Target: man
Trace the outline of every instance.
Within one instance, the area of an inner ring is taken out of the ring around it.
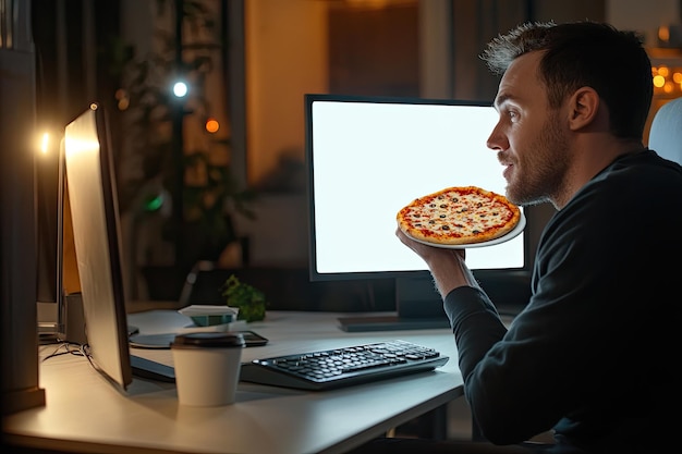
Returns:
[[[682,168],[642,144],[653,93],[642,41],[606,24],[525,24],[482,58],[502,75],[487,145],[507,197],[558,212],[538,245],[532,297],[509,327],[463,251],[398,230],[443,298],[487,442],[383,439],[361,452],[673,452]],[[549,430],[555,443],[525,442]]]

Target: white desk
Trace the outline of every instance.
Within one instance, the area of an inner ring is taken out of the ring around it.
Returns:
[[[142,333],[158,332],[168,312],[135,314]],[[269,311],[248,328],[269,344],[244,349],[243,360],[404,339],[439,349],[450,361],[434,372],[334,391],[304,392],[240,383],[234,405],[179,405],[174,384],[135,378],[117,390],[78,356],[40,364],[45,407],[3,420],[9,440],[27,446],[93,453],[342,453],[462,395],[449,330],[348,333],[330,312]],[[54,346],[41,347],[41,356]],[[168,349],[132,353],[172,365]]]

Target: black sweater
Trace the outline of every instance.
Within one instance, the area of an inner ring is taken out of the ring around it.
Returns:
[[[509,330],[478,289],[450,292],[483,435],[509,444],[553,428],[585,452],[675,442],[681,260],[682,167],[646,150],[617,159],[549,221],[531,300]]]

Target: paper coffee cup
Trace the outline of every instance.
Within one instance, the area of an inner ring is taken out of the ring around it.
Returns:
[[[179,334],[171,344],[178,400],[182,405],[234,403],[244,336],[230,332]]]

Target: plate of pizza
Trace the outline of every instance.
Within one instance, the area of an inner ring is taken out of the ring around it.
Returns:
[[[395,219],[411,238],[452,249],[504,243],[526,224],[516,205],[477,186],[447,187],[416,198]]]

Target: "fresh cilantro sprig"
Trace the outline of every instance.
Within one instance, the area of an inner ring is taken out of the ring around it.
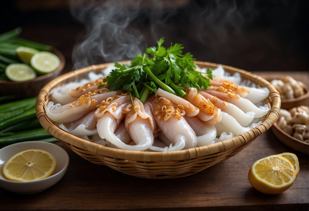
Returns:
[[[211,85],[211,69],[207,70],[208,77],[205,77],[196,70],[192,55],[183,54],[182,44],[171,44],[166,48],[162,45],[164,42],[164,38],[160,39],[157,42],[158,47],[147,48],[145,53],[137,55],[129,65],[116,62],[116,69],[104,81],[107,82],[110,90],[122,89],[143,102],[159,87],[184,97],[185,88],[194,87],[199,90]]]

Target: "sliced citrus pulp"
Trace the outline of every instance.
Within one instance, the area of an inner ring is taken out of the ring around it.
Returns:
[[[36,73],[31,67],[19,63],[11,64],[6,66],[5,75],[10,80],[16,82],[29,81],[36,77]]]
[[[277,194],[286,190],[294,182],[296,177],[291,162],[277,155],[256,161],[248,175],[252,186],[267,194]]]
[[[2,172],[10,180],[30,181],[52,175],[57,165],[56,158],[51,153],[31,149],[13,155],[6,162]]]
[[[22,62],[25,64],[29,64],[32,56],[39,52],[39,51],[34,48],[21,46],[16,49],[16,54]]]
[[[48,51],[40,51],[31,58],[30,64],[39,74],[53,72],[60,65],[60,59],[54,54]]]
[[[297,156],[295,154],[289,152],[284,152],[281,154],[278,154],[278,155],[280,155],[289,160],[291,162],[295,169],[295,172],[296,173],[296,176],[298,175],[299,172],[299,163],[298,161],[298,158]]]

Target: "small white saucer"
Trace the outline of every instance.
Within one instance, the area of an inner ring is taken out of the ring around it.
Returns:
[[[57,167],[54,174],[44,179],[29,182],[18,182],[6,179],[2,173],[5,162],[19,152],[28,149],[40,149],[49,152],[57,160]],[[0,149],[0,187],[12,192],[22,194],[42,191],[56,184],[66,171],[69,158],[66,151],[52,143],[32,141],[21,142]]]

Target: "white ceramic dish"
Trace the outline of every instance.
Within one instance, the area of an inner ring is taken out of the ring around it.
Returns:
[[[52,153],[57,160],[57,167],[54,174],[44,179],[29,182],[18,182],[6,179],[2,173],[6,161],[16,153],[28,149],[40,149]],[[42,141],[21,142],[0,149],[0,187],[7,190],[23,194],[42,191],[56,184],[66,171],[69,158],[66,151],[54,144]]]

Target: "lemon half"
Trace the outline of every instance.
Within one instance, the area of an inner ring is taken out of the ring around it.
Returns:
[[[267,194],[278,194],[287,190],[296,179],[293,165],[282,156],[271,155],[252,165],[248,178],[252,186]]]
[[[51,153],[42,149],[27,149],[13,155],[2,169],[3,175],[10,180],[30,181],[52,175],[57,161]]]

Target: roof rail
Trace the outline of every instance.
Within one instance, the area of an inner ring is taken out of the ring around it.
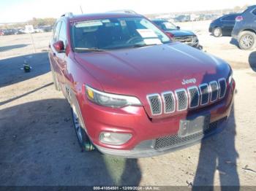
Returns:
[[[138,14],[136,12],[131,9],[113,10],[113,11],[109,11],[109,12],[124,12],[124,13],[130,13],[130,14]]]
[[[62,15],[61,17],[73,17],[73,13],[72,13],[71,12],[66,12],[65,14]]]

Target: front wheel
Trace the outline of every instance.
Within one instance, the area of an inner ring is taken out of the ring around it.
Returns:
[[[239,47],[242,50],[252,50],[255,47],[256,35],[251,31],[242,32],[238,39]]]
[[[94,150],[94,147],[91,144],[89,136],[83,128],[83,125],[81,125],[81,121],[80,119],[79,119],[78,111],[74,105],[72,106],[71,112],[75,130],[78,139],[78,143],[82,148],[82,151]]]
[[[219,37],[222,36],[222,28],[219,27],[217,27],[214,29],[213,34],[215,37]]]

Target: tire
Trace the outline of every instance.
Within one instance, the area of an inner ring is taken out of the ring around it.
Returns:
[[[78,114],[78,111],[75,105],[71,106],[72,119],[73,121],[73,125],[75,130],[75,133],[78,137],[78,143],[82,149],[82,151],[92,151],[94,149],[90,139],[86,134],[83,125],[81,125],[81,121],[79,119],[79,114]]]
[[[51,74],[52,74],[52,77],[53,77],[53,84],[54,84],[54,87],[55,89],[57,90],[57,91],[60,91],[61,90],[61,88],[59,88],[59,83],[56,80],[56,76],[55,76],[55,71],[53,69],[53,66],[51,66],[50,65],[50,71],[51,71]]]
[[[251,31],[243,31],[239,34],[238,44],[242,50],[252,50],[255,47],[256,34]]]
[[[222,36],[222,30],[220,27],[214,28],[214,31],[212,32],[212,34],[215,37],[219,37]]]

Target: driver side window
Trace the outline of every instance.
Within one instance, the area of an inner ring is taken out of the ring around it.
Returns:
[[[59,21],[56,25],[54,34],[53,34],[53,42],[56,42],[56,41],[59,40],[59,34],[61,28],[61,22]]]

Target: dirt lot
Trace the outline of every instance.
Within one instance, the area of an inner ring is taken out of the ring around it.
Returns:
[[[237,93],[226,128],[200,144],[140,159],[80,152],[69,104],[49,72],[51,34],[33,34],[35,48],[29,35],[0,36],[0,185],[256,186],[256,49],[214,38],[208,25],[180,24],[233,68]],[[20,70],[24,60],[30,73]]]

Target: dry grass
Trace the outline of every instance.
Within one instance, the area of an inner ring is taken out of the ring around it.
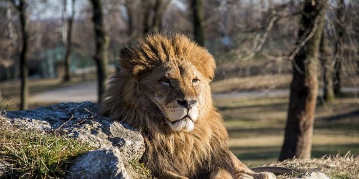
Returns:
[[[12,170],[5,177],[62,177],[71,160],[92,149],[83,143],[53,132],[10,126],[0,116],[0,161]]]
[[[349,152],[344,155],[330,155],[318,159],[287,160],[281,163],[272,164],[270,166],[301,168],[305,171],[320,167],[321,168],[321,172],[332,179],[359,178],[359,156]],[[278,178],[287,178],[288,177],[282,175]]]

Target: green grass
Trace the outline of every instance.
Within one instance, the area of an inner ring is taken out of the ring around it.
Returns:
[[[62,177],[71,160],[92,149],[88,144],[55,133],[1,125],[0,160],[14,169],[7,177]]]
[[[136,173],[138,175],[141,179],[156,178],[151,174],[151,170],[146,168],[145,164],[139,163],[138,161],[132,160],[130,161],[130,164]]]
[[[288,99],[215,98],[225,118],[232,151],[245,164],[255,167],[277,160],[283,144]],[[358,100],[342,97],[317,105],[312,156],[351,151],[359,154]]]

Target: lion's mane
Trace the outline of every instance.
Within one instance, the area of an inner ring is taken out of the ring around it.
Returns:
[[[129,124],[143,135],[146,149],[142,161],[146,167],[156,176],[169,171],[204,178],[219,169],[233,174],[228,133],[210,93],[206,96],[208,102],[202,104],[205,114],[196,122],[193,130],[174,132],[166,126],[163,115],[151,109],[155,104],[149,103],[137,88],[141,76],[170,60],[188,60],[212,79],[215,64],[207,50],[183,35],[157,34],[145,37],[120,54],[121,71],[110,80],[100,113]]]

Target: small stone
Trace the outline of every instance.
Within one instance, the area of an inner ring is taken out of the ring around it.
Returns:
[[[122,158],[118,149],[115,147],[89,151],[78,158],[66,177],[84,179],[137,177],[130,165]]]
[[[322,172],[306,172],[302,174],[298,178],[302,179],[330,179],[325,174]]]
[[[7,111],[1,117],[7,125],[61,131],[69,138],[102,149],[79,156],[71,168],[74,173],[69,175],[70,178],[134,178],[131,177],[134,176],[133,169],[128,162],[138,161],[142,156],[143,138],[127,125],[98,116],[99,109],[98,105],[90,102],[61,103],[34,109]]]

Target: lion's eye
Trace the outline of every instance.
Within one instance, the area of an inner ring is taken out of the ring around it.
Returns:
[[[162,84],[169,86],[171,83],[170,81],[170,80],[167,79],[167,78],[163,78],[161,80],[161,82],[162,83]]]

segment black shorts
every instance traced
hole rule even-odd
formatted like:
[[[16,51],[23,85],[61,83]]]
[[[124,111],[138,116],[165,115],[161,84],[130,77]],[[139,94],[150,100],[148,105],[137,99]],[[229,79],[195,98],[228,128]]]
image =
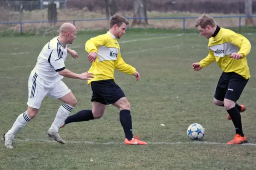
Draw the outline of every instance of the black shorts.
[[[248,80],[235,72],[223,72],[218,82],[214,98],[220,101],[227,99],[236,102]]]
[[[110,105],[125,96],[120,87],[112,79],[92,82],[91,87],[93,91],[92,102]]]

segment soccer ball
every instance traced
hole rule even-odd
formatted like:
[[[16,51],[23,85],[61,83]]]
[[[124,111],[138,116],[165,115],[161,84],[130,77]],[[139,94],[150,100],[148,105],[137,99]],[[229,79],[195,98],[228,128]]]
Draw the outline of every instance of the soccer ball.
[[[187,135],[191,140],[200,139],[204,136],[204,129],[201,125],[193,123],[189,126]]]

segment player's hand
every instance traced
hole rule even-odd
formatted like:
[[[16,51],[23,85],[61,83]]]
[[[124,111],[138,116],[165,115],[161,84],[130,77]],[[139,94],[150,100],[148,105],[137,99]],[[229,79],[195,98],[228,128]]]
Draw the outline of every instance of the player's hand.
[[[140,79],[140,74],[136,71],[134,73],[134,75],[135,76],[135,77],[136,77],[136,80],[139,81],[139,79]]]
[[[77,53],[75,50],[70,50],[69,51],[69,54],[70,54],[72,57],[74,58],[75,59],[76,59],[78,58],[78,55],[77,55]]]
[[[243,55],[239,53],[232,53],[231,55],[229,56],[230,58],[233,58],[233,59],[239,60],[243,57]]]
[[[90,80],[91,79],[94,78],[94,77],[92,76],[93,75],[93,73],[88,73],[88,71],[87,71],[80,74],[80,79],[82,80],[87,79]]]
[[[200,66],[199,62],[195,62],[192,64],[192,68],[194,70],[197,71],[198,71],[202,69],[202,67]]]
[[[88,55],[88,60],[90,62],[95,61],[97,58],[97,53],[95,52],[91,52]]]

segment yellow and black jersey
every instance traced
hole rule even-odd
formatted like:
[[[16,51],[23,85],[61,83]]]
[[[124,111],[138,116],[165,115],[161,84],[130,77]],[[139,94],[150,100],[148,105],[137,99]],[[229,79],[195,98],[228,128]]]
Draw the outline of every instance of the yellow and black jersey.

==========

Beginning at the line that holds "segment soccer ball", reproduce each line of the records above down to and including the last one.

segment soccer ball
every instance traced
hole rule even-odd
formatted like:
[[[16,51],[23,85],[61,83]]]
[[[124,111],[138,116],[165,115],[161,84],[130,77]],[[139,94],[150,100],[148,105],[137,99]],[[229,79],[195,98],[228,128]]]
Draw the outline of every instance of the soccer ball.
[[[187,135],[191,140],[200,139],[204,136],[204,129],[201,125],[193,123],[189,126]]]

segment player's hand
every instance traced
hole rule even-odd
formatted like:
[[[16,51],[23,85],[61,83]]]
[[[124,111],[138,116],[165,115],[161,84],[130,77]],[[139,94],[150,100],[148,105],[137,99]],[[229,79],[195,98],[228,128]]]
Draw the outline of every instance of the player's hand.
[[[140,79],[140,74],[136,71],[134,73],[134,75],[135,76],[135,77],[136,77],[136,80],[139,81],[139,79]]]
[[[77,53],[75,50],[70,50],[69,51],[69,54],[70,54],[72,57],[74,58],[75,59],[76,59],[78,58],[78,55],[77,55]]]
[[[243,55],[239,53],[232,53],[231,55],[229,56],[230,58],[233,58],[233,59],[239,60],[243,57]]]
[[[90,80],[91,79],[94,78],[94,77],[92,76],[93,75],[93,73],[88,73],[88,71],[87,71],[80,74],[80,79],[82,80],[87,79]]]
[[[200,66],[199,62],[195,62],[192,64],[192,68],[194,70],[197,71],[198,71],[202,69],[202,67]]]
[[[88,55],[88,60],[90,62],[95,61],[97,58],[97,53],[95,52],[91,52]]]

segment yellow and black jersey
every instance traced
hole rule even-odd
formatted like:
[[[16,51],[23,85],[61,83]]]
[[[124,111],[138,116],[165,115],[161,84],[130,77]],[[139,94],[150,100],[148,105],[137,99]],[[229,79],[195,98],[228,128]]]
Draw the outline of every instance of the yellow and black jersey.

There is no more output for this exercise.